Text passage —
What steps can be taken to enhance action by Member States and the
Organization to combat impunity and strengthen universal justice
The second item that I was asked to address is what steps can be taken
to enhance action by Member States and the Organization to combat
impunity and strengthen universal justice.
First of all it should be noted that the approach to the international
rule of law thus far has been somewhat imbalanced, focusing strongly
and almost exclusively on individual criminal responsibility and
criminal justice and excluding responsibility of states and
international organizations. International responsibility of all
subjects of international law is key to any concept of the
international rule of law.
If I nonetheless confine myself to criminal justice, it seems that the
key elements of the way forward here are clear: strengthening
adherence to the ICC, and supporting its work through effective
cooperation.
However, it is clear that this will cover only a very narrow part of
what is necessary to combat impunity. Here too, an inextricable link
exists between the international and the national level. A combination
of jurisdictional limits, limits to trial possibilities, enforcement
limitations and protection of sovereign entitlements of states imply
that the vast majority of trials of individuals suspected of
perpetrating criminal offences in the context of mass atrocity
situations is expected to take place before the domestic courts of the
state in whose territory the events took place, or in the state of
nationality of the perpetrators.
In the 2004 report on transitional justice it still was written that
depite the possibilities at national level, effort should be made to
strengthen justice at the national level. I would think that if this
report were written now, the emphasis would be laid in the ohter
direction.
Domestic trials do not only present a way to reduce costs and improve
enforcement capabilities, they may also enjoy greater social
legitimacy than trials conducted by international courts that are far
removed from the events discussed on trial and are sometimes accused
of being ignorant of local conditions and history, offering the
accused an inhospitable forum, and embracing a selective approach
toward some parties to some conflicts.
In addition to strengthening the ICC, then, combating impunity will
require a strengthening of domestic capacity. This is to some extent a
question of domesticating appropriately international crimes. It is
more a matter of institutional power, independence and ability to
conduct trials in post conflict setting. Of the many points that
require action, let me just mention two.
First, there is a need to optimize the the impact of international
court procedures on domestic procedures for putting to trial the
perpetrators of mass atrocities. This may include the formation of
formal – or semi-formal links between national and international
courts, closer alignment of procedures and work methods, the
generation of incentives for national courts to prosecution,
reallocation of budgets, sharing of staff, lending of support by
international to the operation of national courts, etc. Such policies
would reflected that at least to some extent, international and
domestic criminal courts are involved in a common endeavour to secure
justice, and do not operate in isolation. At present we are conducting
a major project for the EU on this topic, and the outcomes may well of
interest to the work of the UN on rule of law promotion.

Task requirements —
1. Answer the following questions on the remarks on combating impunity and strengthening universal justice:
(a) Which two key elements of the way forward in criminal justice are identified?
(b) Before which courts is the vast majority of trials of individuals suspected of offences in mass atrocity situations expected to take place?
(c) For whom is the major project mentioned in the final paragraph being conducted?
2. Proceed with the remarks on combating impunity and strengthening universal justice, starting after the final sentence of the passage.

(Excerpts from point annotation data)

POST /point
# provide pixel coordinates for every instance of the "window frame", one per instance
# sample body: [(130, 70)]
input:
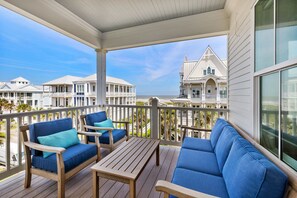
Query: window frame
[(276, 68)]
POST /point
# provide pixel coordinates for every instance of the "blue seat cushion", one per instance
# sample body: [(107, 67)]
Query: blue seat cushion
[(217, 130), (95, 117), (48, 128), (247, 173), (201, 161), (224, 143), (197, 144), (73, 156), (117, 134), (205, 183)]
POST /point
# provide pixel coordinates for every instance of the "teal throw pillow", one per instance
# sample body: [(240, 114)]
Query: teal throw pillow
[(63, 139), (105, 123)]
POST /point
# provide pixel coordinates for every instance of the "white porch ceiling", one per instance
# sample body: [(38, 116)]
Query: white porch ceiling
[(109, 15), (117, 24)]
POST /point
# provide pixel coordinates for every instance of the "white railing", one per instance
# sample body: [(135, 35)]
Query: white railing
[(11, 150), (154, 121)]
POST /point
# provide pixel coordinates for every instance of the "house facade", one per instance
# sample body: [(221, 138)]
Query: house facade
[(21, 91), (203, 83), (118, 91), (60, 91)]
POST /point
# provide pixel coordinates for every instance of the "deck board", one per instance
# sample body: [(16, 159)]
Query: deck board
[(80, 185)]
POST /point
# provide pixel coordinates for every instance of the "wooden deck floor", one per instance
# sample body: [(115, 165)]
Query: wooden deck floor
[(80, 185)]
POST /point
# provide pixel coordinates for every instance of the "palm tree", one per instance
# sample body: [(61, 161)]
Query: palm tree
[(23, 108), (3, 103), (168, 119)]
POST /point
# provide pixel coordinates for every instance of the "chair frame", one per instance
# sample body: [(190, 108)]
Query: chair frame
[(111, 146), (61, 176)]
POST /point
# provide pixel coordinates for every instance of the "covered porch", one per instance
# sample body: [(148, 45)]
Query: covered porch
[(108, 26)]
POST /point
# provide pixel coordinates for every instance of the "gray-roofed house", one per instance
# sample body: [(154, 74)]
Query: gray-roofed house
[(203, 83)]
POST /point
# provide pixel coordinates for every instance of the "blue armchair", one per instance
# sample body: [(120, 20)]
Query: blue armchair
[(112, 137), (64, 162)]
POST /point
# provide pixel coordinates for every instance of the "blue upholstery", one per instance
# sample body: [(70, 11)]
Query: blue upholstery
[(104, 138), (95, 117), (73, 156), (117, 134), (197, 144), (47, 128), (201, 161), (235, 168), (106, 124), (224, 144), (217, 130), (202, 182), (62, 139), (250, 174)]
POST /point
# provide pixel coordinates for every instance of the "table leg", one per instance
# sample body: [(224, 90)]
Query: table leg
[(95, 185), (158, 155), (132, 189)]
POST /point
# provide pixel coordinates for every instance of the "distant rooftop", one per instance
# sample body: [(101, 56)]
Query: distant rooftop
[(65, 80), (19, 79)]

* * *

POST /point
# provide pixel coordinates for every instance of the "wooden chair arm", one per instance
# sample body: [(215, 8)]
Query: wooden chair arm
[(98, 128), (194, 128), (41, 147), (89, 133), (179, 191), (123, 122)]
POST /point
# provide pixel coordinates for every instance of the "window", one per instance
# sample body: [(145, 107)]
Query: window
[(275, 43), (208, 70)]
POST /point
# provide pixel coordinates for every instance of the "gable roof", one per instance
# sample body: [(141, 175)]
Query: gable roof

---

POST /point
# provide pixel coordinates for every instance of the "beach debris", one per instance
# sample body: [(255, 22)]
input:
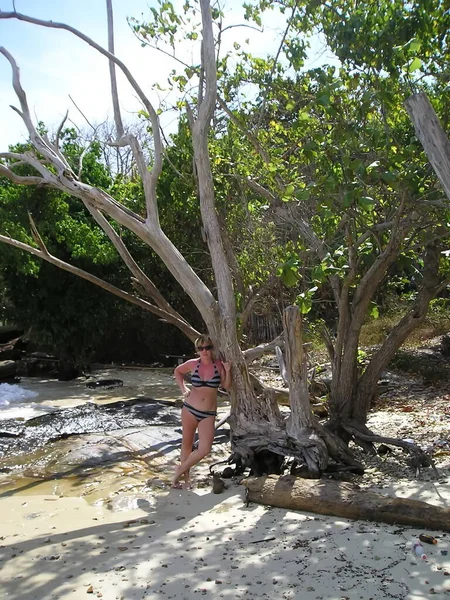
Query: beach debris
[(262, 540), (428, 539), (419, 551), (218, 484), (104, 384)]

Answers to the exercises —
1.
(a) Strengthening adherence to the ICC and supporting its work through effective cooperation.
(b) The domestic courts of the state in whose territory the events took place, or those of the state of nationality of the perpetrators.
(c) The EU.

2.
Second, we also need to recognize that international criminal courts
may not be best positioned to strengthen the capacity of national
courts. After all, they are organized with a view to conduct trials,
not to engage in capacity buildigng or judicial training. It thus is
important that better links are established between the activities of
international courts, on the one hand, and the variety of rule of law
supporting procedures, througth the UN or otherwise, on the other.
Improving domestic criminal justice thus will require a partnership
between UN, international criminal tribunals that may operate outside
the framework of the UN , and a variety of other institutions.
3.
How can the role of the United Nations, including the
International Court of Justice, in the peaceful settlement of
disputes be strengthened and what steps can be taken to promote
other international dispute resolution mechanisms
The third item that I was asked to address was ‘How can the role of
the United Nations, including the International Court of Justice, in
the peaceful settlement of disputes be strengthened and what steps can
be taken to promote other international dispute resolution mechanisms’
In contrast to the first two items, this is a topic that relates
primarily to the rule of law at international levels.
However, primarily does not mean exclusively. A major contribution to
prevention of international disputes can be offered by domestic courts
that are able and capable to handle international claims. There are
encouraging signs across the globe that show that domestic courts
increasingly see their role in this way. These practices, aiming at
prevention of international disputes, should be strengthened.
A further obvious link, recalled in the GA resolution adopting the
Millennium Declaration, is that the rule of law requires that
decisions of international courts can only actually contribute to
settlement of disputes if they are properly effectuated at domestic
level. This too is an aspect where rule of law at domestic level and
at international level meet.
Turning to international dispute settlement itself, the first thing to
note that we have enormous steps forward in the past decades. More use
is made than ever before of international dispute settlement
proceedings. Indeed, it is as a result of this progress that it has
become fashionable again to speak of an international rule of law in
the first place.
That being said, there is much work to be done. Let me address briefly
two aspects.
First, states have made clear that they have a preference for treaty
based institutional arrangements over bilateral dispute settlement
outside such frameworks. The various monitoring and non-compliance
procedures under multilateral environmental arrangements are a case in
point. I should recall that in the SG definition of rule of law,
accountability is a key element of the rule of law, distinct from
adjudication by international courts. Even if these institutionalized
procedures do not lead to formal adjudication, they may perfectly well
provide adequate accountability and as such contribute to the rule of
law. This is one of the areas where the international rule of law
should take into account the specific nature of the international
legal system.
With the progressive institutionalization of international law,
efforts to strengthen the international rule of law should not be
confined to strengthening classic dispute settlement, but should also
focus as the lessons that have been learned so far from
institutionalized procedures for monitoring compliance, and to
identify to what extent they can be extended to other
treaty-arrangements.
Second and finally, a few words on the ICJ and the UN. The number of
cases before the ICJ is larger than ever before. But this does not
necessarily mean that the role of the Court in the system of dispute
settlement is increasing. Probably the reverse is true. As states more
and more look elsewhere for settlement of their disputes, the relative
role of the ICJ decreases.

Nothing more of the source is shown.